*How to complete this task*: Reproduce the entire listing below exactly.

*Excerpted records*:

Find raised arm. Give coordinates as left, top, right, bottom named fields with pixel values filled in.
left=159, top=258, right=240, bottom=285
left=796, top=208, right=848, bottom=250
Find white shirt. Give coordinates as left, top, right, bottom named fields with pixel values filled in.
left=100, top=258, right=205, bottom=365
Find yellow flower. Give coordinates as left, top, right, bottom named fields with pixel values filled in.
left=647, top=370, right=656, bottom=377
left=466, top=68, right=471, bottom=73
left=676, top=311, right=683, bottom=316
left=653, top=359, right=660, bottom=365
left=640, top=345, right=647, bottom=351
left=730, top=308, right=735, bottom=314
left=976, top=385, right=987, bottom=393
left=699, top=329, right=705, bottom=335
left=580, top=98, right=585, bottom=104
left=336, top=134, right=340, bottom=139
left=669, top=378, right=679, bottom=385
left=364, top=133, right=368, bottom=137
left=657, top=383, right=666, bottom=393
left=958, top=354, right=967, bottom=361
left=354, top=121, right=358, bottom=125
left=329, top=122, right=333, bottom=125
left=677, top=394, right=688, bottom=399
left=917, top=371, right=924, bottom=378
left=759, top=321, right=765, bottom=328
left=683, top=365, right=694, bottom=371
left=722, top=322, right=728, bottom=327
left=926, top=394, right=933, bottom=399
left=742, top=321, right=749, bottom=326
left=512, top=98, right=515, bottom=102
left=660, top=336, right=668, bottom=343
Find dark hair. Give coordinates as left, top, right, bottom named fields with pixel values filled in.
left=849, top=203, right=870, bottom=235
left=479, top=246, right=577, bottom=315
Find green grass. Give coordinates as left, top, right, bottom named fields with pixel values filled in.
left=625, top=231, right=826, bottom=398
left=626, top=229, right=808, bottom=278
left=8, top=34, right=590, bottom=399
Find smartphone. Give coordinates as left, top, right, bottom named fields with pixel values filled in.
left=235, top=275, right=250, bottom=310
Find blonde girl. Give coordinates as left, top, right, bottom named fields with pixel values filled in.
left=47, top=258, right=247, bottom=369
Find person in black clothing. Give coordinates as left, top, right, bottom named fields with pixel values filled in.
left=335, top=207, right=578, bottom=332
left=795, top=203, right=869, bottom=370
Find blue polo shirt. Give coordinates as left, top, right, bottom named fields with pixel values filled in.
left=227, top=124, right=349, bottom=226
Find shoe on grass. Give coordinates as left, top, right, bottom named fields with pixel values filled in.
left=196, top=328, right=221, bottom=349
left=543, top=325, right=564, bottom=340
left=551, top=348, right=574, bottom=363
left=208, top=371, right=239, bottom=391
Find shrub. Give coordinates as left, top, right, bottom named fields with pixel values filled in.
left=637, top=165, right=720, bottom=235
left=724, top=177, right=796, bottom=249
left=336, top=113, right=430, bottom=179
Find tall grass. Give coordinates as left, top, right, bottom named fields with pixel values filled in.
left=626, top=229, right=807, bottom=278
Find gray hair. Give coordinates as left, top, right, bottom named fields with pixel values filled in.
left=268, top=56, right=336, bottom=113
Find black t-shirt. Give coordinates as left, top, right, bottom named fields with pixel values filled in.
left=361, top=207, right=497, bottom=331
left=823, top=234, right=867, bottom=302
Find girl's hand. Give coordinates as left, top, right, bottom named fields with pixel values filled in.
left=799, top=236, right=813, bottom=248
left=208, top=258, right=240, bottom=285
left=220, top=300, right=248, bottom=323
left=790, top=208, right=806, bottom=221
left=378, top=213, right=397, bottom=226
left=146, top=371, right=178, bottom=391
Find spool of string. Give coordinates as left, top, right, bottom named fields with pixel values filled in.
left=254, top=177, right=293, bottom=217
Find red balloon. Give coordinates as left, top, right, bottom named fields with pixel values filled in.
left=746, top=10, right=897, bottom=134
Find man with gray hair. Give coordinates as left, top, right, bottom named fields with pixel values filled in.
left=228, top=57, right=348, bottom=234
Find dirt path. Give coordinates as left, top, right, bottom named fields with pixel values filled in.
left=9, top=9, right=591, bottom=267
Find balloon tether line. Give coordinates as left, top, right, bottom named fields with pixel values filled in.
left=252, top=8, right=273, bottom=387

*Output below*:
Find raised arm. Give coordinates as left, top, right, bottom named fields with pixel values filled in.
left=159, top=258, right=240, bottom=285
left=796, top=208, right=848, bottom=250
Find white shirt. Give coordinates as left, top, right, bottom named fields with pixel values filled in.
left=100, top=258, right=205, bottom=365
Find yellow flower. Give coordinates as left, top, right, bottom named fields with pixel values filled in.
left=647, top=370, right=656, bottom=377
left=466, top=68, right=471, bottom=73
left=676, top=311, right=683, bottom=316
left=653, top=359, right=660, bottom=365
left=640, top=345, right=647, bottom=351
left=730, top=308, right=735, bottom=314
left=976, top=385, right=987, bottom=393
left=699, top=329, right=705, bottom=335
left=580, top=98, right=585, bottom=104
left=336, top=134, right=340, bottom=139
left=669, top=378, right=679, bottom=385
left=364, top=133, right=368, bottom=137
left=657, top=383, right=666, bottom=393
left=958, top=354, right=967, bottom=361
left=354, top=121, right=358, bottom=125
left=329, top=122, right=333, bottom=125
left=677, top=394, right=688, bottom=399
left=917, top=371, right=924, bottom=378
left=759, top=321, right=765, bottom=328
left=683, top=365, right=694, bottom=371
left=722, top=322, right=728, bottom=327
left=926, top=394, right=933, bottom=399
left=742, top=321, right=749, bottom=326
left=512, top=98, right=515, bottom=102
left=660, top=336, right=668, bottom=343
Find dark hair. Give coordinates as left, top, right, bottom named fields with pixel values filled in.
left=849, top=203, right=870, bottom=235
left=479, top=246, right=577, bottom=315
Find green grass. Give coordinates as left, top, right, bottom named fields with pixel values filled in.
left=625, top=231, right=826, bottom=398
left=626, top=229, right=808, bottom=278
left=8, top=34, right=590, bottom=399
Find smartphone. Give coordinates as left, top, right, bottom named fields with pixel values filled in.
left=235, top=275, right=250, bottom=310
Find blonde girl. Give coordinates as left, top, right, bottom named fields with pixel values filled in.
left=47, top=258, right=247, bottom=369
Find person in black clothing. Give coordinates as left, top, right, bottom named fields with pixel values filled in.
left=335, top=207, right=578, bottom=332
left=795, top=203, right=869, bottom=370
Find blue polo shirt. Give coordinates as left, top, right, bottom named fields with pixel values filled in.
left=227, top=124, right=349, bottom=226
Find shoe on grass. Give coordinates as left, top, right, bottom named fields with pixel values filled in.
left=196, top=328, right=221, bottom=349
left=543, top=325, right=564, bottom=340
left=551, top=348, right=574, bottom=363
left=208, top=371, right=239, bottom=391
Find shrub. Give coordinates as left, top, right, bottom named fields with pixel values filled in.
left=637, top=165, right=720, bottom=235
left=724, top=177, right=796, bottom=249
left=336, top=113, right=430, bottom=179
Find tall grass. Give coordinates as left, top, right, bottom named fields with pixel values filled in.
left=626, top=229, right=807, bottom=278
Find gray hair. Give coordinates as left, top, right, bottom named fields with pixel values filled in.
left=268, top=56, right=336, bottom=113
Find black t-shirt. Give coordinates as left, top, right, bottom named fields with pixel values filled in.
left=361, top=207, right=497, bottom=331
left=823, top=234, right=867, bottom=302
Find girl's hand. Give coordinates as left, top, right, bottom named fields with pixel values filled in.
left=799, top=236, right=813, bottom=248
left=208, top=258, right=240, bottom=285
left=220, top=300, right=248, bottom=323
left=790, top=208, right=806, bottom=221
left=378, top=213, right=397, bottom=226
left=146, top=371, right=178, bottom=391
Find spool of string. Give coordinates as left, top, right, bottom named fields with pixel values filled in.
left=254, top=177, right=293, bottom=217
Find red balloon. Give coordinates as left, top, right, bottom named fields with pixel values filled in.
left=746, top=10, right=897, bottom=134
Find man with gray hair. Give coordinates as left, top, right, bottom named fields with pixel values filled in.
left=228, top=57, right=348, bottom=234
Find dirt path. Give coordinates as left, top, right, bottom named fields with pixel values filled in.
left=9, top=9, right=591, bottom=267
Find balloon tether line. Give coordinates as left, top, right, bottom named fields with pixel values filled in.
left=252, top=8, right=273, bottom=387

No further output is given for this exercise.